**Required action**
In the Vikadan film article, explain why Rammohan is shocked on his wedding night. Answer in one to three sentences.

**Supplied passage**
- - - - -
- Film poster
- Directed by: Arun Pandian
- Written by: Arun Pandian
- Produced by: Mangant Vijaya Babu
- Starring: Harish Raghavendra Gayathri Raguram Arun Pandian Radhika Chaudhari Uma
- Cinematography: Velu Prabhakaran
- Music by: Jerome Pushparaj
- Production company: Friends Creation
- Release date: 1 August 2003;
- Country: India
- Language: Tamil

= Vikadan =

Vikadan is a 2003 Indian Tamil-language romantic thriller film written and directed by Arun Pandian. The film stars playback singer Harish Raghavendra in lead role for first time, alongside Arun Pandian, Gayathri Raguram, Radhika Chaudhari and Uma.

== Plot ==

Rammohan, after five long years of saying 'no' to getting married, agrees to wed Gowri after seeing her picture. But he gets a shock on his wedding night when Gowri turns out to be the exact opposite of what he had imagined her to be. While he had thought she would be a traditional, homely girl, Gowri turns out to be an ultra-modern girl who even drinks. On the other hand, Kaveri (Uma), who Rammohan hires as his secretary at work, is the kind of woman he wished for as his wife. Meanwhile, Rammohan rubs Selvakumar, the new policeman in town, the wrong way and Selvakumar itches for a chance to get back at him. The time comes when Rammohan accidentally kills Gowri during an argument. He decides to cover up Gowri's death by performing plastic surgery on Kaveri to resemble Gowri. His actions causes suspicions in Selvakumar, who decides to unravel the mystery and hunt Ram down. How Ram success in escaping Selvakumar's attention forms the rest of the story.

== Cast ==
- Harish Raghavendra as Rammohan
- Arun Pandian as Inspector Selvakumar
- Gayathri Raguram as Gowri
- Radhika Chaudhari as Bhanu Selvakumar
- Uma as Kaveri
- Nassar
- Rekha as Rammohan's mother
- Vijayan
- Venkat Prabhu as Rammohan's friend

== Soundtrack ==
Music was composed by newcomer Jerome Pushparaj. He previously assisted Vijay Anand.
- "Kumukku" – Mano
- "Yaarivalo" – Harish Raghavendra
- "Rama Rama" – Anuradha Sriram
- "Oomai paadum" – Harish Raghavendra
- "Neeya" – Pushpa Sriram

== Reception ==
Sify wrote "Despite minor shortcomings the film moves at a brisk pace and the incidents are well depicted. Harish has handled the role of Ram, which had shades of grey quite well. Gayathri Raghuram is ok and Arun Pandian has a tailor made role for him. The music by debutant Jerome Pushparaj is average. On the whole Vikatan is an unusual thriller". Visual Dasan of Kalki praised makers for adapting Face/Off for Tamil sensibilities making into a gripping family thriller and added despite Harish's role having grey shades, one can never hate him because of the way his character sketched while also praising Arun Pandiyan's character for finding clues well. He also praised Jerome Pushparaj's background score but criticised the placement of songs. Malini Mannath of Chennai Online wrote "In his second film, the actor-director has chosen a different subject, and despite its shortcomings, what keeps it going is the fast pace, unpredictable sequences, characters with grey shades, and a fairly engaging narrative style that at least doesn't test one's patience".
- - - - -
**Entries shown**
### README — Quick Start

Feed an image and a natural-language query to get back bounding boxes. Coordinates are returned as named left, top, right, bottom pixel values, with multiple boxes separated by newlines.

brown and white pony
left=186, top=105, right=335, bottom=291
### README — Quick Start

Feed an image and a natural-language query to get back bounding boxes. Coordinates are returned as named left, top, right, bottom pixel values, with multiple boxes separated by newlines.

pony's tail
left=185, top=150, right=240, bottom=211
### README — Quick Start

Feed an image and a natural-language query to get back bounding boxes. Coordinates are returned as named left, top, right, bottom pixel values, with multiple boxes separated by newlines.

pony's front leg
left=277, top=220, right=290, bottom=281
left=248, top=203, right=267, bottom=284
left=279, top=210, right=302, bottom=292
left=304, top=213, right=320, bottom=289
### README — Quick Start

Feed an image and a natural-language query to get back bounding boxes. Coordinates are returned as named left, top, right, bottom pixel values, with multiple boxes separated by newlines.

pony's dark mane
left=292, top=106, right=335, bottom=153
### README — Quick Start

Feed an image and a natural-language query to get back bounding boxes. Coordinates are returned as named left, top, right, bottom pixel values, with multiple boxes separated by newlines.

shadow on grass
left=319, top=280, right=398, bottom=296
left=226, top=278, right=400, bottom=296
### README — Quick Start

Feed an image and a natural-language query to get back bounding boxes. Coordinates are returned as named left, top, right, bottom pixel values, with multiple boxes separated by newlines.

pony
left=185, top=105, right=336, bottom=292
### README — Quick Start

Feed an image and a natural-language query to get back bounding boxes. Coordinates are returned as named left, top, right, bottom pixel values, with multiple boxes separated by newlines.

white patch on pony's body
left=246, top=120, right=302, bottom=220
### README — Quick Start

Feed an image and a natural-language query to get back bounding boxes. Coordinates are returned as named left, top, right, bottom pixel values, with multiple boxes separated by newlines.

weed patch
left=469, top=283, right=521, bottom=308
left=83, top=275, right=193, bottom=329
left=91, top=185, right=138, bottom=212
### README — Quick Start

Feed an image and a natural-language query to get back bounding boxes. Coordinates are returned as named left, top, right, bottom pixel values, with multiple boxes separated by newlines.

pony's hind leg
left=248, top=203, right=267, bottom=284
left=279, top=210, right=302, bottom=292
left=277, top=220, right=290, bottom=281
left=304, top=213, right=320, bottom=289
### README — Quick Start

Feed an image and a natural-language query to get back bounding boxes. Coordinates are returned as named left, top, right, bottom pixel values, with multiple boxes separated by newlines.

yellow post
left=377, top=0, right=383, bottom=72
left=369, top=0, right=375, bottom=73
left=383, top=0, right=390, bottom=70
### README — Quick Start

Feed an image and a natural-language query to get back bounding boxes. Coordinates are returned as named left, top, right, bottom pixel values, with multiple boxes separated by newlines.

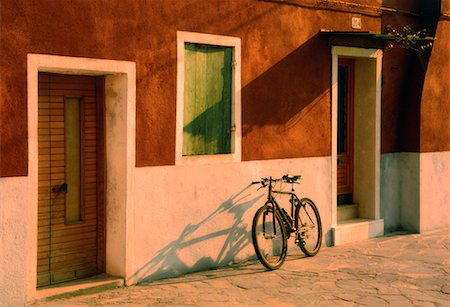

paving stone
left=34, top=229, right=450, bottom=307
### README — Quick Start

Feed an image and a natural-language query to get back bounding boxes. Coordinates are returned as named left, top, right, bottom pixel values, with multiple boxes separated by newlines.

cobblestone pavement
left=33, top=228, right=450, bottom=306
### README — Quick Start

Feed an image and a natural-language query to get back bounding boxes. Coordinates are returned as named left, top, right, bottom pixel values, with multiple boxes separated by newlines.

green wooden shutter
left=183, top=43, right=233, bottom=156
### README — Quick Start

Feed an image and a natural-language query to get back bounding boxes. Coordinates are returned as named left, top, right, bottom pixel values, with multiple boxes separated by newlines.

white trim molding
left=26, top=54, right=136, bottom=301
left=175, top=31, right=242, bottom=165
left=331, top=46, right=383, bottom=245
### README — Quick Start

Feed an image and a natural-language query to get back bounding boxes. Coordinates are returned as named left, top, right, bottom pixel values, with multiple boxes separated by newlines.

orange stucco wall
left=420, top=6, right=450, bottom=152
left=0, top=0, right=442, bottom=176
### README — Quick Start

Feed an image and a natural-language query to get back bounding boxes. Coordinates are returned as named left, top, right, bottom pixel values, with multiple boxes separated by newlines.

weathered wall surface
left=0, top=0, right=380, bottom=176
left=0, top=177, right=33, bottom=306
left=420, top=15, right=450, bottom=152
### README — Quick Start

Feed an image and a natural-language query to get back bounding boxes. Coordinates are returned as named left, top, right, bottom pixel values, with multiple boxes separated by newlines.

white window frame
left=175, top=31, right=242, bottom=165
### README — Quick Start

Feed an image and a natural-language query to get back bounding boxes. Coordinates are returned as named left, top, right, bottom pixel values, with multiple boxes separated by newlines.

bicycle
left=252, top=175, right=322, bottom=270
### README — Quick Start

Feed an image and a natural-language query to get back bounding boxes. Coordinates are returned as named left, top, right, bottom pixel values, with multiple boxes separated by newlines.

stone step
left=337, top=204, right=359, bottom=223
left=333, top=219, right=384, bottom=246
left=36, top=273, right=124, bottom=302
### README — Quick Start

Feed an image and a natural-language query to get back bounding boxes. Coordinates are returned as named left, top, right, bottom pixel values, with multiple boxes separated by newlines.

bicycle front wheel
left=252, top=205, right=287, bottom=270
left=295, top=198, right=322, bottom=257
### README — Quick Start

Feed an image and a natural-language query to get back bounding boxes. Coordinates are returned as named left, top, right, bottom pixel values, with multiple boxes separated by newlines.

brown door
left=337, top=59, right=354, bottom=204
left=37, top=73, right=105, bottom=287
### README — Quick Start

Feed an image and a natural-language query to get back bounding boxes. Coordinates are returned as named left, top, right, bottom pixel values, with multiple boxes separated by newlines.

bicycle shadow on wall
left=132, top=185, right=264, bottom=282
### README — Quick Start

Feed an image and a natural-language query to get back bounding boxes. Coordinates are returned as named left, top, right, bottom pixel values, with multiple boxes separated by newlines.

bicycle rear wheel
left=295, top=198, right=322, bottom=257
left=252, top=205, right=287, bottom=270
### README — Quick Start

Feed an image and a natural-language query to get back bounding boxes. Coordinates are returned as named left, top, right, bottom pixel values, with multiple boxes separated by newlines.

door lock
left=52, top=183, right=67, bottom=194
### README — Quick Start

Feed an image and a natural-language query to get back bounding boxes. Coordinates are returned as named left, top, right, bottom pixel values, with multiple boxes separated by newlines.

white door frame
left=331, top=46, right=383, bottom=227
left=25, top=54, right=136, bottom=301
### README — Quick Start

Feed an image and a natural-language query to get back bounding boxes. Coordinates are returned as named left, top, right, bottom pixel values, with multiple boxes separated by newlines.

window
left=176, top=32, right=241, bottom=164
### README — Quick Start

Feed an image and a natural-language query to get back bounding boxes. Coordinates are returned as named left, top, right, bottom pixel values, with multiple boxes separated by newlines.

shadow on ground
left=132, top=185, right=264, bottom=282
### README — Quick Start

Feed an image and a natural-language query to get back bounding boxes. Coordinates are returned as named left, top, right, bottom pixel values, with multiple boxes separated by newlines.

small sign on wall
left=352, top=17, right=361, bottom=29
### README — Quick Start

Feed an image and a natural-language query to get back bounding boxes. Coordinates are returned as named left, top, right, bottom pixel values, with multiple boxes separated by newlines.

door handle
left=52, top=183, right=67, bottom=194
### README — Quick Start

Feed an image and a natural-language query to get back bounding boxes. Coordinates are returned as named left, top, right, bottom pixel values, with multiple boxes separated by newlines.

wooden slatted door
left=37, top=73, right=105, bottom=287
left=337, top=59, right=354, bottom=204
- - - - -
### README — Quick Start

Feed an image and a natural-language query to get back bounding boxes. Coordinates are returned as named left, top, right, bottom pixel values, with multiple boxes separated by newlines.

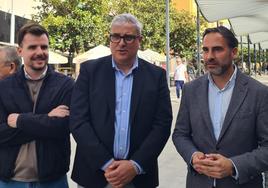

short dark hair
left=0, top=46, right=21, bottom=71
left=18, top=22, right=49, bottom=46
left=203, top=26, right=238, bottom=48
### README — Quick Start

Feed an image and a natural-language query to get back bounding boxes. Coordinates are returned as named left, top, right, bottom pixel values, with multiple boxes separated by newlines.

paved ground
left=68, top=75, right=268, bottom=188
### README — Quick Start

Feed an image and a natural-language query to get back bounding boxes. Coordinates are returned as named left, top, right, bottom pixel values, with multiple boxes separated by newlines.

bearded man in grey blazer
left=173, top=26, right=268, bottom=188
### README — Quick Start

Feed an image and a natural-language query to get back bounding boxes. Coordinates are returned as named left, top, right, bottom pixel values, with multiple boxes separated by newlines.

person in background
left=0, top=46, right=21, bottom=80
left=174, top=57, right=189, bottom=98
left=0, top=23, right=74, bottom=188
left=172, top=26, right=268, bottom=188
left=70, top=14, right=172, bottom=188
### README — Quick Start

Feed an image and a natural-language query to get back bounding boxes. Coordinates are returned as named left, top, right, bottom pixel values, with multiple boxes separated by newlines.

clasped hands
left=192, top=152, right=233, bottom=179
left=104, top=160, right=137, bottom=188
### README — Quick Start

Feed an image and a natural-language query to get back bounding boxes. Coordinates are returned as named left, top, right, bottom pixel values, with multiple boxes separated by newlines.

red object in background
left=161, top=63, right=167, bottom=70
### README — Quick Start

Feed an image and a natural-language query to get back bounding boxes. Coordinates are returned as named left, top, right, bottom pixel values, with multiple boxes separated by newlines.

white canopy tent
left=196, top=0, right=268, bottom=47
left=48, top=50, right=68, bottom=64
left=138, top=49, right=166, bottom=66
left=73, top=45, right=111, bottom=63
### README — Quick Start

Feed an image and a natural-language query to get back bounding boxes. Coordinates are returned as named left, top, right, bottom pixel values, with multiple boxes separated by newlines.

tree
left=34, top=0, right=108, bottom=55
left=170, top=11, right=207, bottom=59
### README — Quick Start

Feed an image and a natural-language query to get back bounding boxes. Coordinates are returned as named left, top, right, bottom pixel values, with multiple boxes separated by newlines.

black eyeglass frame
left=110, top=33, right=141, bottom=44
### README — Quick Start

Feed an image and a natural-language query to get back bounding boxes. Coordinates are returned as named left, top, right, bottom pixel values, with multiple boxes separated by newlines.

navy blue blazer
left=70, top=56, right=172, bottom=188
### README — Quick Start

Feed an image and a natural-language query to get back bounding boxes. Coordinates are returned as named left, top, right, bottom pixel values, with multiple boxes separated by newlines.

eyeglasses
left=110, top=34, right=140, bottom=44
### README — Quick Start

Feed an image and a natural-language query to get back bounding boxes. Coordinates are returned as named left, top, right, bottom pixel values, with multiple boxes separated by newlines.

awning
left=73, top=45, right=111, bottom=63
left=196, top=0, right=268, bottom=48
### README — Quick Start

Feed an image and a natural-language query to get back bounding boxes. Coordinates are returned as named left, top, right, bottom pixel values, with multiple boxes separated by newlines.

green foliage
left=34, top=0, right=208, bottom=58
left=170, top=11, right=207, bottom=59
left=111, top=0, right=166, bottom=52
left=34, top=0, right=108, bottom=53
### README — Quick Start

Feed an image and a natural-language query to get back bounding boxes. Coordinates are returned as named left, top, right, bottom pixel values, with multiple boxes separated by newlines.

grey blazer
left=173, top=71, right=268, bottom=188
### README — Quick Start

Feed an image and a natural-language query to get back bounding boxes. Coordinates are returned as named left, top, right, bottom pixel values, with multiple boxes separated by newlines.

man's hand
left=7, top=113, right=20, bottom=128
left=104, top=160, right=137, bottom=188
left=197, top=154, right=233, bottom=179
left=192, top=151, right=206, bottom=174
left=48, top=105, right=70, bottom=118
- - - - -
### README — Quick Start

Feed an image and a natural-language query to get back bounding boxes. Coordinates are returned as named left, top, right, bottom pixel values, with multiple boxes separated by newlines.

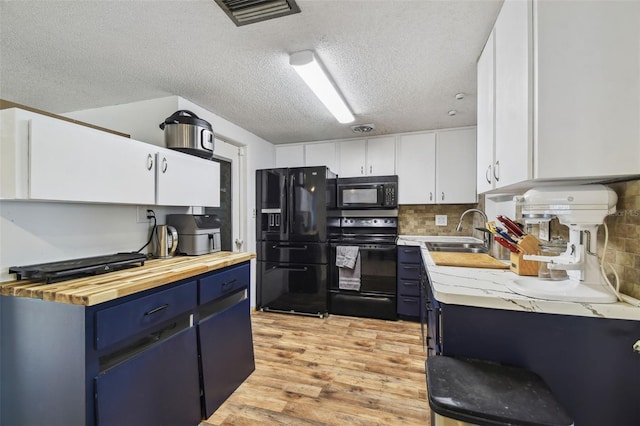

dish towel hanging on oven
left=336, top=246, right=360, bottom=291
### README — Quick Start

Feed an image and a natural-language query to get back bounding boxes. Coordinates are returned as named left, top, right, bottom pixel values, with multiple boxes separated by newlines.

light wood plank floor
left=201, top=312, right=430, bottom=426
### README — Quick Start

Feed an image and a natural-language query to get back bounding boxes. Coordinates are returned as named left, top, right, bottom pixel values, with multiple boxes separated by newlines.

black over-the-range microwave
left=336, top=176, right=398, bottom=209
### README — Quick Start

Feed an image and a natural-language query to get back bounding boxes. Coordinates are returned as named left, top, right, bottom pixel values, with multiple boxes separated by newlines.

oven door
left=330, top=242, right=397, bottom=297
- - - - -
**Exercise output**
Rammohan is shocked because Gowri turns out to be the exact opposite of what he had imagined. He had expected a traditional, homely girl, but she is an ultra-modern girl who even drinks.